*Instrucciones:*
1 - Explica, según el texto sobre la sociedad española, en qué podría residir el éxito del diagnóstico de fatiga postpandémica.
2 - Reanuda el texto sobre la sociedad española a partir de su última oración y escribe la continuación.

*Texto extraído:*
▽

La
sociedad española está perdida en un imaginario de enfermedades mentales, o eso
es lo que nos dicen a diario: estrés, ansiedad, depresión, fatiga emocional y
ahora toda una panoplia de desequilibrios psíquicos como causa de la situación
pandémica que vivimos. Parece que estamos condenados a vivir perennemente
tumbados en el diván, sin que seamos capaces de afrontar una buena sesión de
psicoanálisis, no vaya a ser que descubramos lo que no queremos saber.
Tenemos
fatiga postpandémica, nos insisten a diario los medios de comunicación, sin que
nadie, todavía, haya explicado con claridad qué es eso. Aunque, quizá, ahí es
donde reside el éxito del diagnóstico: no saber cuáles son los síntomas
científicamente reconocibles, para que cada uno los amolde a sus
circunstancias. Porque nuestra verdadera identidad puede que resida en una
especie de locura a la carta, capaz de hacer las mayores gestas inútiles que la
historia haya conocido. Si no, de qué el loco más cuerdo de la literatura universal
es un ancestro colectivo de este país, en el que cada uno de nosotros nos
reconocemos, a nuestra manera.
Sin
embargo, yo pienso que todo eso son ilusiones construidas para disimular
nuestra propensión a la tragedia colectiva; es mejor parecer loco, que asumir
que los estamos. Segismundo, en La Vida es Sueño, prefiere aparecer como
un alma enfurecida, antes que asumir que está enferma: “Pues la muerte te
daré/porque no sepas que sé,/que sabes flaquezas mías./Sólo porque me has
oído,/entre mis membrudos brazos/te tengo que hacer pedazos”.
Ignoro
cuándo los españoles caímos en las fauces de esa fiera indómita que es la
vanidad, el orgullo y el desprecio a lo que ignoramos. Desde qué instante de
nuestro pasado nos convertimos en esclavos de las apariencias, tan bien
retratadas en El Buscón de Quevedo; cuál es motivo por el que nuestro
alma enfermó y decidimos disfrazar la falta de identidad colectiva con locura,
hasta preferir la muerte si nuestras expectativas no se cumplen. “Vivo sin
vivir en mi/ y tan alta vida espero/ que muero porque no muero”, cantaba San
Juan de la Cruz en su Noche oscura del alma; curiosamente los mismos
versos escribió Santa Teresa, dos místicos que esperaban que la redención de
sus pecados bajara del cielo en forma de amor divino.

△

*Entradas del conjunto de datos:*
▽

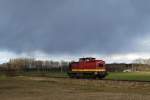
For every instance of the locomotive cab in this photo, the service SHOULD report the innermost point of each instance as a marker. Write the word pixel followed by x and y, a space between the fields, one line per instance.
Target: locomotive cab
pixel 87 66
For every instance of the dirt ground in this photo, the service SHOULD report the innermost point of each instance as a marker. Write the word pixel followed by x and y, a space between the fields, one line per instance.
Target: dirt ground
pixel 40 88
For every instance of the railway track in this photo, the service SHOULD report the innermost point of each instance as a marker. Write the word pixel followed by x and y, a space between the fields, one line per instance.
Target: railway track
pixel 114 80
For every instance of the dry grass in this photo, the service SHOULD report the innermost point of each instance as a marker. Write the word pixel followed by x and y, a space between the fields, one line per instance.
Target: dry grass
pixel 39 88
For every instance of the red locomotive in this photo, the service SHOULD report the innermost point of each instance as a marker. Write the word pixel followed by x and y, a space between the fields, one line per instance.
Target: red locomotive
pixel 87 67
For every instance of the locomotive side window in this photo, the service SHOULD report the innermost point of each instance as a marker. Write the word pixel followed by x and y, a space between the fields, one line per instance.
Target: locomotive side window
pixel 101 65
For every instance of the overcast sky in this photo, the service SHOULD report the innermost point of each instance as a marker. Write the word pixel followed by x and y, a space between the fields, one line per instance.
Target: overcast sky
pixel 114 30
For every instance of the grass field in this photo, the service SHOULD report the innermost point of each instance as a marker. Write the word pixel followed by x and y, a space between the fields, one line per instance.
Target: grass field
pixel 43 88
pixel 140 76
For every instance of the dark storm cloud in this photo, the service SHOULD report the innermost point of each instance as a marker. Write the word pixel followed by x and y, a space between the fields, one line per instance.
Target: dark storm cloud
pixel 73 26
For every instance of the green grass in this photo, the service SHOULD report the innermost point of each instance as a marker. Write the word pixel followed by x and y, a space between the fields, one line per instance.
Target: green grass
pixel 140 76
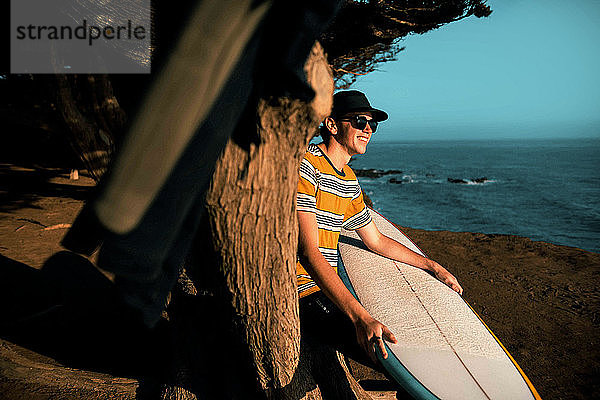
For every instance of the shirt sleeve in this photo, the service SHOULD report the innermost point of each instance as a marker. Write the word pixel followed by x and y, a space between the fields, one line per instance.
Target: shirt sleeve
pixel 307 188
pixel 357 215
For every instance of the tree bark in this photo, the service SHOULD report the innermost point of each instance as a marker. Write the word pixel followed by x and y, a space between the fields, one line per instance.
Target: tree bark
pixel 235 317
pixel 93 127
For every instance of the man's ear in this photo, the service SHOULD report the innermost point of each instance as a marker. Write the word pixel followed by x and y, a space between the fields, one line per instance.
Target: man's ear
pixel 330 125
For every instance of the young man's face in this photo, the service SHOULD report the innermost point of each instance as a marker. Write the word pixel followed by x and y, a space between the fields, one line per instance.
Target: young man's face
pixel 349 134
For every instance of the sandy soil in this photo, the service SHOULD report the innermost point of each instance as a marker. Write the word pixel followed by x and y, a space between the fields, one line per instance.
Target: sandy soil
pixel 541 300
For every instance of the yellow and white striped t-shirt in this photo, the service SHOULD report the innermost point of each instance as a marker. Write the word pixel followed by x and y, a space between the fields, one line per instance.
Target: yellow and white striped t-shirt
pixel 336 199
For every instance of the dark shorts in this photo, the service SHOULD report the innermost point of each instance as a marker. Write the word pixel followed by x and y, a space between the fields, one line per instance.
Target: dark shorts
pixel 321 320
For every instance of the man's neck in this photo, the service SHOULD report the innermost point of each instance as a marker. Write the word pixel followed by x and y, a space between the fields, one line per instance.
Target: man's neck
pixel 336 153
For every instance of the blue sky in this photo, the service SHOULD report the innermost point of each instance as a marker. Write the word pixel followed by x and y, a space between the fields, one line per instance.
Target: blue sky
pixel 531 69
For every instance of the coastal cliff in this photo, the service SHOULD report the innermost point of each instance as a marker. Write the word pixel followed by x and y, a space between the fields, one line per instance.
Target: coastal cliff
pixel 541 300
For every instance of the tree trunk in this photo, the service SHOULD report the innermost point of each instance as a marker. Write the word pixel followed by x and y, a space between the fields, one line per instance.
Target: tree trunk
pixel 236 320
pixel 93 127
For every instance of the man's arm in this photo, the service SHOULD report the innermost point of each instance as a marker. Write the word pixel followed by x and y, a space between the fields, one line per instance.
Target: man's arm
pixel 330 283
pixel 388 247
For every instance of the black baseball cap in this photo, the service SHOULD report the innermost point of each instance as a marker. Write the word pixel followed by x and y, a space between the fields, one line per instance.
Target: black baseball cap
pixel 349 101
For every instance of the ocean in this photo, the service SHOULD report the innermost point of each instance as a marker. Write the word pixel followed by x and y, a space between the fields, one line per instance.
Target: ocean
pixel 546 190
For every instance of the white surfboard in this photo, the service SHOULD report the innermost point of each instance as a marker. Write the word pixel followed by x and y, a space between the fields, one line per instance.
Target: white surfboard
pixel 444 349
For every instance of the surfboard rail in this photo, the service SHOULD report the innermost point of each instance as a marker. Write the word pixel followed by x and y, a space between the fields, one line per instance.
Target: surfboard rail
pixel 396 367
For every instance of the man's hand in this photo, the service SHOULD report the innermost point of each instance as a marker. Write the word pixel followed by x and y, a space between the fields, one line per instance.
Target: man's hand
pixel 370 334
pixel 446 277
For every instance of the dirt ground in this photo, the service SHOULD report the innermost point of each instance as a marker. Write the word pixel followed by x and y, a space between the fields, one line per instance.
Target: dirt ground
pixel 541 300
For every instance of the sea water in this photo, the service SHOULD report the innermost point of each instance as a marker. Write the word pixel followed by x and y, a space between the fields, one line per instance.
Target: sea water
pixel 546 190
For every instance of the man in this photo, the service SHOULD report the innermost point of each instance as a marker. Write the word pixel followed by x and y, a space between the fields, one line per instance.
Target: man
pixel 328 198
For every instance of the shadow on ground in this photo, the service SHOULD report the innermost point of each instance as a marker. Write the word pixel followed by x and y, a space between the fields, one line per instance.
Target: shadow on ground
pixel 70 312
pixel 20 187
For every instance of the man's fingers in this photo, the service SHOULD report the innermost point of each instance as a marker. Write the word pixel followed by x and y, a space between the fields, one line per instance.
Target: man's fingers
pixel 382 347
pixel 389 335
pixel 377 341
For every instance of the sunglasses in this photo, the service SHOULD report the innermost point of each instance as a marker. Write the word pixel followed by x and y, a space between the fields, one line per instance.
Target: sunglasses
pixel 360 122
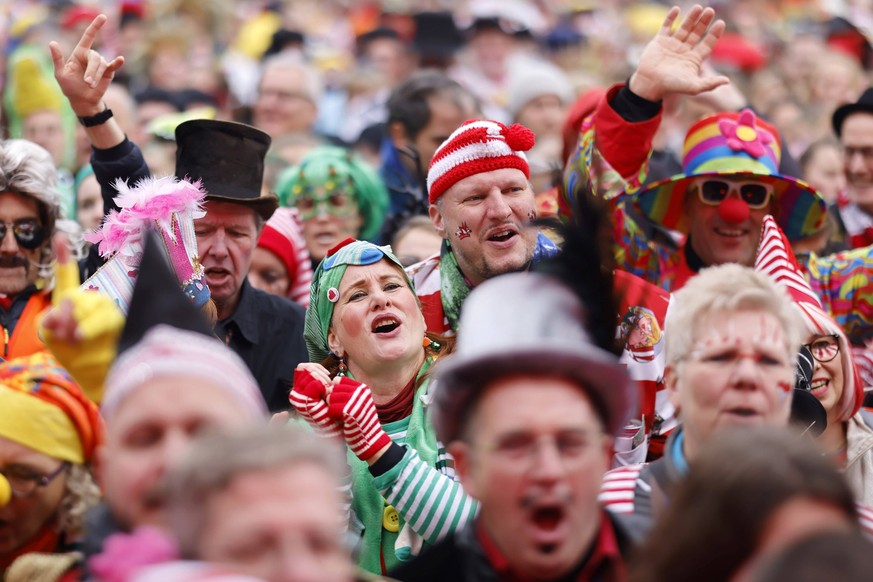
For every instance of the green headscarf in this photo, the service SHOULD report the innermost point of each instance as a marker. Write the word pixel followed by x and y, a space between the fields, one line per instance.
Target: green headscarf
pixel 324 291
pixel 331 164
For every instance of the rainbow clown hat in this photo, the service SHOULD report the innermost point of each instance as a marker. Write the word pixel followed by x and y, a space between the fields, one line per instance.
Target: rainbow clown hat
pixel 735 145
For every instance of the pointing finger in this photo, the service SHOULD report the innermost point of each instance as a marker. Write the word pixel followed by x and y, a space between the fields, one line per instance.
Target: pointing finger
pixel 87 40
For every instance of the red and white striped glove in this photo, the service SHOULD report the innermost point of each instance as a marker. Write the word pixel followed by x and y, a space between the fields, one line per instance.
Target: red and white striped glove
pixel 308 399
pixel 351 404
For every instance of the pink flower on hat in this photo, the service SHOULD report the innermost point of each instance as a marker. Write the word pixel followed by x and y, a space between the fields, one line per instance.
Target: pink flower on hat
pixel 744 135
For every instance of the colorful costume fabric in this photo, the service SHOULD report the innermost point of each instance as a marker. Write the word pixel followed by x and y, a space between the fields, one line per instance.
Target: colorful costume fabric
pixel 612 159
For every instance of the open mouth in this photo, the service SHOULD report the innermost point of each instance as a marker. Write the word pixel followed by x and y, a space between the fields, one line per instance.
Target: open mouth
pixel 502 234
pixel 743 412
pixel 547 518
pixel 730 232
pixel 385 325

△

*Respuestas de la actividad:*
1 - Podría residir en que nadie ha explicado con claridad qué es ni cuáles son sus síntomas científicamente reconocibles. Así, cada uno puede amoldar esos síntomas a sus propias circunstancias.

2 -
Porque
no es otra cosa que locura pensar que estamos locos, y así soportar nuestra
incapacidad para reconocer nuestros éxitos colectivos, nuestra voluntad de
hierro para emprender empresas imposibles, no vaya a ser que fracasemos y el
dolor de la derrota se torne en humillación ante los fantasmas que nosotros
mismo construimos.
Aunque
es posible que todo esto sirva para disfrazar una realidad que nos puede
parecer insoportable. Reconocer que nuestra locura no es más que una cortina de
humo para esconder lo que no queremos que se vea. Que los que tienen verdaderos
motivos para enloquecer, para sumergirse en un trastorno irreversible, son los
que menos enferma tienen el alma, porque no tienen tiempo para permitirse otra
cosa que no sea sobrevivir, llegar a fin de mes o, simplemente, poner barreras
para que la pobreza no les engulla en un pozo sin fondo de difícil retorno.
“El
sueño de la razón produce monstruos”, es el título de uno de la Caprichos de
Goya. La razón frente a la locura; la fatiga postpandémica como excusa para
perdernos, otra vez, en el laberinto de nuestra querencia hacia falsas
realidades que nos resultan menos exigentes, pero que nos llevan a confundir
los molinos con gigantes.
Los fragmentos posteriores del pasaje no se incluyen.